**** EXTRACT TO READ ****

Wednesday 16 January 2013

Cooking other people's gluts - lemons

A pleasant surprise was waiting for me the other day when I returned from a trip into town. On the verandah sat a HUGE bag of lemons provided by the alpaca people up the valley - thank  you so much!  How did they know that I was in mourning for my lemon tree? How did they know that I think the kitchen is a lesser place without a full bowl of lemons? How did they know that I am sort of protesting against  buying lemons after having so many for free for years?

It sounds silly but I decided to count the lemons they had so kindly left, just to thoroughly enjoy the unexpected bounty.  There were 45 beautiful big fat lemons. Three big bowls full of lemons promptly decorated the kitchen making it a much better place.


Yesterday I started to work the glut down. First made was my favourite lemon cake. It's been somewhat munched already.


And then Lemony BBQ sauce that I will use on some chicken tonight. Its the first time I have made it. The recipe comes from a Good Weekend - the magazine that accompanies the Saturday Sydney Morning Herald. I cut it out ages ago so don't have a date for it.  It was the lemons that drew me to it! It's pretty delicious. I didn't have mustard powder so I used the same quantity of black mustard seeds.


Off now to make Lemon and Mint cordial, a recipe courtesy of Liz.

****

YOUR TASKS:
1 > Answer these questions from the post about the lemon glut, one line each:
(a) How many lemons were in the bag left on the verandah?
(b) Which publication did the Lemony BBQ sauce recipe come from?
(c) What was used in the sauce in place of mustard powder?
2 > Name every lemon dish or drink that the post about the lemon glut says was made or is about to be made.
3 > Take the post about the lemon glut further, starting right after its last sentence.

**** RECORDED DATA ****

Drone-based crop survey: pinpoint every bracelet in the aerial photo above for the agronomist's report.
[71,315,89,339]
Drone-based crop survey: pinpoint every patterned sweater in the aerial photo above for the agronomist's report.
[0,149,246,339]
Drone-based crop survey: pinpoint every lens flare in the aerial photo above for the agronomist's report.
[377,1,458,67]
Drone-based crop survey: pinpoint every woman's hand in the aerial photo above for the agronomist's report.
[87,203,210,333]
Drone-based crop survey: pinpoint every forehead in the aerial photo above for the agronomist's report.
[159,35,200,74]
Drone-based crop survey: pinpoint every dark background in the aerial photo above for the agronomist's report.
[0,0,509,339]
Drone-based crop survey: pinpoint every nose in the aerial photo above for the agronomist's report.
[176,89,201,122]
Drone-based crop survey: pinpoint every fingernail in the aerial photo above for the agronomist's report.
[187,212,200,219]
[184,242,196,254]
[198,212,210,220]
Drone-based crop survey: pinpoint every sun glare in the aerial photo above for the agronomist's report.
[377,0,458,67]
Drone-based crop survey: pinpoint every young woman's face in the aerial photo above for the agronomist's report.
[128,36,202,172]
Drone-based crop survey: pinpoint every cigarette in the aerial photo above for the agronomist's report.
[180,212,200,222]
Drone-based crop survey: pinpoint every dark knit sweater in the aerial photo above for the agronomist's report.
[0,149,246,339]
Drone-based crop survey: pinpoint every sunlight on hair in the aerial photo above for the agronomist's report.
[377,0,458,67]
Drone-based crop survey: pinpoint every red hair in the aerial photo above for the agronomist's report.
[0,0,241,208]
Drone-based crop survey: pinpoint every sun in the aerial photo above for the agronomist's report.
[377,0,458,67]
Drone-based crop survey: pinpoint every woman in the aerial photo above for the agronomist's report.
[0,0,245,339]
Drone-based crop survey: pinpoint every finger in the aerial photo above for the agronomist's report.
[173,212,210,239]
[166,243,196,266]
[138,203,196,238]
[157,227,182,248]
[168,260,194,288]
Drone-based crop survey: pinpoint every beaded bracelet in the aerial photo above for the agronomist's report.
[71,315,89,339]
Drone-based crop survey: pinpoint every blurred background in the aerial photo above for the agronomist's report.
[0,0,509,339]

****

RESPONSES PER TASK:
1 >
(a) 45
(b) Good Weekend, the magazine that accompanies the Saturday Sydney Morning Herald
(c) The same quantity of black mustard seeds

2 >
Lemon cake
Lemony BBQ sauce
Lemon and Mint cordial

3 >
The best thing about this gift of lemons is that it proves that our climate is suitable for lemons (and other citrus). I thought  it might be too frosty in winter for a such a kitchen essential like lemons.

Got a favourite lemon recipe to share? A suggestion on how to use up the 41 lemons still to use? I am not a huge lemon curd eater - it's delicious but uses so much butter and eggs it hardens my arteries just thinking about it!  What have you been making with your lemon glut? Got a favourite lemon recipe?

2 comments:

  1. I'm like you - I would feel like I was cooking under a serious handicap without a bowl of lemons on the bench. I use lemons in just about everything, from marinades to salad dressings. I have become addicted to Preserved Lemons - so easy to make and so versatile. I make a Chili Jam in late autumn with the last of the chilis and the first of the lemon glut. But I think if I was really wanting to celebrate fresh lemons, I'd make Lemon and Ricotta Tarts.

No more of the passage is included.